Location-labeling records
******
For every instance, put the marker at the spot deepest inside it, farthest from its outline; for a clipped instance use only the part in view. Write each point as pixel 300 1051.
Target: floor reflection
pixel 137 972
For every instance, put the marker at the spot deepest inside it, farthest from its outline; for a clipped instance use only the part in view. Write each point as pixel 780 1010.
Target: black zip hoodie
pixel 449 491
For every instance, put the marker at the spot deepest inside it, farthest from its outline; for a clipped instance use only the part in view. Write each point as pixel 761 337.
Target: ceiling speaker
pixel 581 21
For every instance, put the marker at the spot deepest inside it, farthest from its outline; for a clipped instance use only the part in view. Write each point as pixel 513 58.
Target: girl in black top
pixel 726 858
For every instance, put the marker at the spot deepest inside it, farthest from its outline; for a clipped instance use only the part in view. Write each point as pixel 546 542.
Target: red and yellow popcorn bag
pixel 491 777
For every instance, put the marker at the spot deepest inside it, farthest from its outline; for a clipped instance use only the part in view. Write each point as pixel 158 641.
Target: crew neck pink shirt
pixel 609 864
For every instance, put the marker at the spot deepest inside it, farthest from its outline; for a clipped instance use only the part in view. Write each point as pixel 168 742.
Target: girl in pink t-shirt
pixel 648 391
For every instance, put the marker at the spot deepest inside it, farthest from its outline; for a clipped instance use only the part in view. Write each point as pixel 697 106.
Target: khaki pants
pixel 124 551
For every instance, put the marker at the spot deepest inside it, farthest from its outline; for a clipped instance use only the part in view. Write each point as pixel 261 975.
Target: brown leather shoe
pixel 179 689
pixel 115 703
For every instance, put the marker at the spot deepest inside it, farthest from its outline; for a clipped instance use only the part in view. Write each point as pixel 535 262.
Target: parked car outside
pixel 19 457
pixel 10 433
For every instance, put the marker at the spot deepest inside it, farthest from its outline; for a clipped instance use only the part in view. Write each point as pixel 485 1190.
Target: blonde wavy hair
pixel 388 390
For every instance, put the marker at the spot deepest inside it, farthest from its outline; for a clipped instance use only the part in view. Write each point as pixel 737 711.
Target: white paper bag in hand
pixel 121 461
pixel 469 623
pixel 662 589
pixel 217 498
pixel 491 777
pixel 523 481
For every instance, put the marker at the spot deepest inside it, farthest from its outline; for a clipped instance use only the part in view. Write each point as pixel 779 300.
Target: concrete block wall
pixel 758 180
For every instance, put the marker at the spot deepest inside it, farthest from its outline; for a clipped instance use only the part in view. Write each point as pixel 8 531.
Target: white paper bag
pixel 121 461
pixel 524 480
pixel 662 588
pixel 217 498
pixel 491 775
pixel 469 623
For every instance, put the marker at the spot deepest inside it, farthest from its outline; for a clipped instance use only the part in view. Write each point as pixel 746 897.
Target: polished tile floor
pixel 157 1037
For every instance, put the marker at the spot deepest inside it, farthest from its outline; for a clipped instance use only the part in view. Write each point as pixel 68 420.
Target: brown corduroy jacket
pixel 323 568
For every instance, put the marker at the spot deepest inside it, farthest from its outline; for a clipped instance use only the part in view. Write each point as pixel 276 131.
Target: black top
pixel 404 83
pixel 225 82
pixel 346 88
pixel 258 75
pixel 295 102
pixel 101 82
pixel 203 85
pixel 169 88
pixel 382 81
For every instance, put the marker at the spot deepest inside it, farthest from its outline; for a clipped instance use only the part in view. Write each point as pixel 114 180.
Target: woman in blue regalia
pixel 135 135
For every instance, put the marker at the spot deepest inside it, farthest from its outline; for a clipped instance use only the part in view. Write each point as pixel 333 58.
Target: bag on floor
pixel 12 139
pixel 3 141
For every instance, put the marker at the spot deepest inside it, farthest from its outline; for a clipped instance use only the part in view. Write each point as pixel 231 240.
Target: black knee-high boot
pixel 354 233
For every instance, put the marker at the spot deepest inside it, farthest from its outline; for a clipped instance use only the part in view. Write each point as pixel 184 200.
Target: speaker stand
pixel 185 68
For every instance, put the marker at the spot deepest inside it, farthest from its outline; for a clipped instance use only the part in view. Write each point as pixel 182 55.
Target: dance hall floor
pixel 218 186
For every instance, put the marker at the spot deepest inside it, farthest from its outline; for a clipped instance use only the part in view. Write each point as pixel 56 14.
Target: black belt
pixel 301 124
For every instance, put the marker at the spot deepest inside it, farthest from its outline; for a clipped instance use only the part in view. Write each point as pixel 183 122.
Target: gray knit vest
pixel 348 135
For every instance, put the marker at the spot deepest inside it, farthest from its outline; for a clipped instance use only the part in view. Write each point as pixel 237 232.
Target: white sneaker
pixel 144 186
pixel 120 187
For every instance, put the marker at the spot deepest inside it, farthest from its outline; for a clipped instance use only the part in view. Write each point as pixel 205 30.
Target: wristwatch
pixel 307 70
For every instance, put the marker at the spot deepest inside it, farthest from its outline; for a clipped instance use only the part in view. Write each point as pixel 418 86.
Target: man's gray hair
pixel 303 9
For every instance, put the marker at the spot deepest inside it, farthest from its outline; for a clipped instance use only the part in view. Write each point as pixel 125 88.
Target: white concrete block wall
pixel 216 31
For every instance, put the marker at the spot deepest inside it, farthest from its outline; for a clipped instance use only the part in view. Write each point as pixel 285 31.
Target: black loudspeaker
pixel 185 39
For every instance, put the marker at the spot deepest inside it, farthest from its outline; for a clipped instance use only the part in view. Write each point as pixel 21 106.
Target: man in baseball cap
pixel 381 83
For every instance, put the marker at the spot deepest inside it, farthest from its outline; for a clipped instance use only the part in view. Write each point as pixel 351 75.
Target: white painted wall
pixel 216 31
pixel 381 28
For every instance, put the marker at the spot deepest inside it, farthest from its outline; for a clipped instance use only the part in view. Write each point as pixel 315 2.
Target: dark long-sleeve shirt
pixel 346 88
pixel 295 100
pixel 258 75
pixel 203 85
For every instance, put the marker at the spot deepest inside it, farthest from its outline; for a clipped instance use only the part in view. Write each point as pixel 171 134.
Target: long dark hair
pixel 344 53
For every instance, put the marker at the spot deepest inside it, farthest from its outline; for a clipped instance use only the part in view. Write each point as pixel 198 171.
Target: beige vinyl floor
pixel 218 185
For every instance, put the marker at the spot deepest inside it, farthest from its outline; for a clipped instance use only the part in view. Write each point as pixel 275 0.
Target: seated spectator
******
Reproduce all of the rows above word for word.

For every instance, put the marker at the spot deepest inside it, farthest from its outline; for a clipped instance use only the part in view. Write each point as pixel 300 1051.
Target: floor reflection
pixel 137 972
For every instance, put the marker at the spot deepest inside it, farthest from its outline; for a clipped instance use only the part in view. Write each point as pixel 780 1010.
Target: black zip hoodie
pixel 449 491
For every instance, put the marker at the spot deepest inside it, farthest from its outline; for a clipped instance use only the part in view. Write each point as pixel 761 337.
Target: ceiling speaker
pixel 581 21
For every instance, put the marker at the spot deepest inside it, farthest from its outline; for a clipped instance use only the part in view. Write each point as pixel 513 58.
Target: girl in black top
pixel 726 858
For every instance, put the marker at the spot deepest inside it, farthest from its outline; for a clipped instance use only the part in view. Write each point as pixel 546 542.
Target: red and yellow popcorn bag
pixel 491 777
For every instance, put the marker at the spot deepest inside it, farthest from its outline; for a clipped instance use only the part in view. Write each point as pixel 158 641.
Target: crew neck pink shirt
pixel 609 864
For every instance, put the marker at the spot deepest inside it, farthest from its outline; for a clipped instance use only the part in view. Write each point as pixel 168 742.
Target: girl in pink t-shirt
pixel 648 391
For every instance, put the marker at the spot deepest inside it, farthest from its outline; for a clipped instance use only the part in view. Write each point as pixel 697 106.
Target: khaki pants
pixel 124 551
For every instance, put the marker at the spot deepest inside it, farthest from its outline; for a clipped instance use only the part in view. Write each point as pixel 261 975.
Target: brown leather shoe
pixel 179 689
pixel 115 703
For every instance, put the marker at the spot deepest inside it, farthest from its outline; for a clipped instance use only the part in view. Write each point as pixel 535 262.
Target: parked car outside
pixel 19 457
pixel 10 433
For every instance, put the marker at the spot deepest inside it, farthest from its outline; for a clipped instance use only the part in view. Write each point as pixel 485 1190.
Target: blonde wavy hair
pixel 388 390
For every instance, put the marker at the spot deepest inside it, farthest from its outline; for a clipped instance use only the part in view. Write each point as pixel 737 711.
Target: white paper bag in hand
pixel 121 461
pixel 469 623
pixel 662 589
pixel 217 498
pixel 491 777
pixel 523 481
For every instance, put the marker at the spot deepest inside it, farthest from its outline; for a clipped instance use only the part in view. Write each point as pixel 779 300.
Target: concrete block wall
pixel 758 180
For every instance, put the marker at the spot deepest inside it, farthest from its outline; for a clipped instance use only the part in view. Write each point as pixel 8 531.
Target: white paper bag
pixel 121 461
pixel 524 480
pixel 662 588
pixel 217 498
pixel 491 775
pixel 469 623
For every instance, put the marker at the spot deepest inside it, farthest from its outline; for a clipped instance use only the part in view. Write each point as pixel 746 897.
Target: polished tile floor
pixel 157 1037
For every instance, put the marker at the spot deepest inside it, farthest from its outline; for a clipped instance use only the part in view. Write each point as pixel 68 420.
Target: brown corduroy jacket
pixel 323 568
For every instance, put the marker at the spot deepest inside it, farthest from its outline; for a clipped instance use only the part in view. Write each point as pixel 276 131.
Target: black top
pixel 404 83
pixel 225 82
pixel 346 88
pixel 258 75
pixel 295 102
pixel 101 82
pixel 203 85
pixel 169 88
pixel 382 81
For every instance, put the marker at the spot deepest inside it, farthest from its outline; for a clipped instance use only the part in view. Write each point as pixel 114 180.
Target: woman in blue regalia
pixel 135 135
For every instance, put the marker at the spot deepest inside it, farthest from its outline; for a clipped instance use only the part in view. Write each point as pixel 333 58.
Target: bag on floor
pixel 12 139
pixel 3 141
For every instance, put the marker at the spot deepest inside it, farthest from its outline; for a clipped instance use only the part in view. Write each point as pixel 231 240.
Target: black knee-high boot
pixel 354 233
For every instance, put the marker at the spot deepest inside it, farthest from its outline; for a clipped instance use only the part in view. Write each point as pixel 184 200.
Target: speaker stand
pixel 185 68
For every instance, put the marker at the spot deepest inside it, farthest from its outline; for a clipped instance use only the part in view. Write each point as pixel 182 55.
Target: dance hall floor
pixel 218 186
For every instance, put the marker at the spot deepest inside it, farthest from its outline; for a clipped instance use only the part in view. Write each point as pixel 56 14.
Target: black belt
pixel 301 124
For every instance, put the marker at the spot deepest inside it, farthest from its outline; for a clipped instance use only the part in view. Write each point as pixel 183 122.
Target: gray knit vest
pixel 348 135
For every instance, put the marker at the spot deepest inside it, farthest from its outline; for a clipped instance use only the part in view. Write each point as pixel 237 232.
Target: white sneaker
pixel 144 186
pixel 120 187
For every instance, put the marker at the spot deepest inside it, farthest from its outline; for a clipped instance use only the part in view. Write each point as pixel 205 30.
Target: wristwatch
pixel 307 70
For every instance, put the marker at the spot deepest inside it, farthest from its outline; for a clipped instance use only the part in view. Write each point as pixel 418 86.
Target: man's gray hair
pixel 303 9
For every instance, put the marker at the spot deepest inside it, farthest from its outline; for a clipped instance use only the part in view. Write each point as pixel 125 88.
Target: white concrete block wall
pixel 216 31
For every instance, put the marker at the spot deepest inside it, farthest from its outline; for a clipped instance use only the part in view. Write each point as pixel 285 31.
Target: black loudspeaker
pixel 185 39
For every instance, put the marker at the spot deepest inside it, farthest from its outline; for a clipped instance use only the part in view. Write each point as pixel 21 106.
Target: man in baseball cap
pixel 381 83
For every instance, put the marker at the spot deepest inside it, farthest from its outline; for a clipped instance use only the part in view. Write each point as pixel 351 75.
Target: white painted wall
pixel 216 31
pixel 381 28
For every instance, put the marker at the spot deepest inside it, farthest from its outline; for a clipped instance use only the part in view. Write each point as pixel 315 2.
Target: dark long-sleeve shirt
pixel 346 88
pixel 295 100
pixel 258 75
pixel 203 85
For every instance, put the marker at the spot deepest inside it, farthest from its outline; for a clipped instance use only the part in view. Write each point as pixel 171 134.
Target: long dark hair
pixel 344 53
For every instance, put the marker at the spot deepest inside it, farthest from its outline; for a clipped instance use only the part in view. Write each point as pixel 198 171.
Target: beige vinyl floor
pixel 218 185
For every instance, put the marker at the spot deepest inside it, farthest from its outline; for a clipped instance use only the part in view. Write each point as pixel 275 0.
Target: seated spectator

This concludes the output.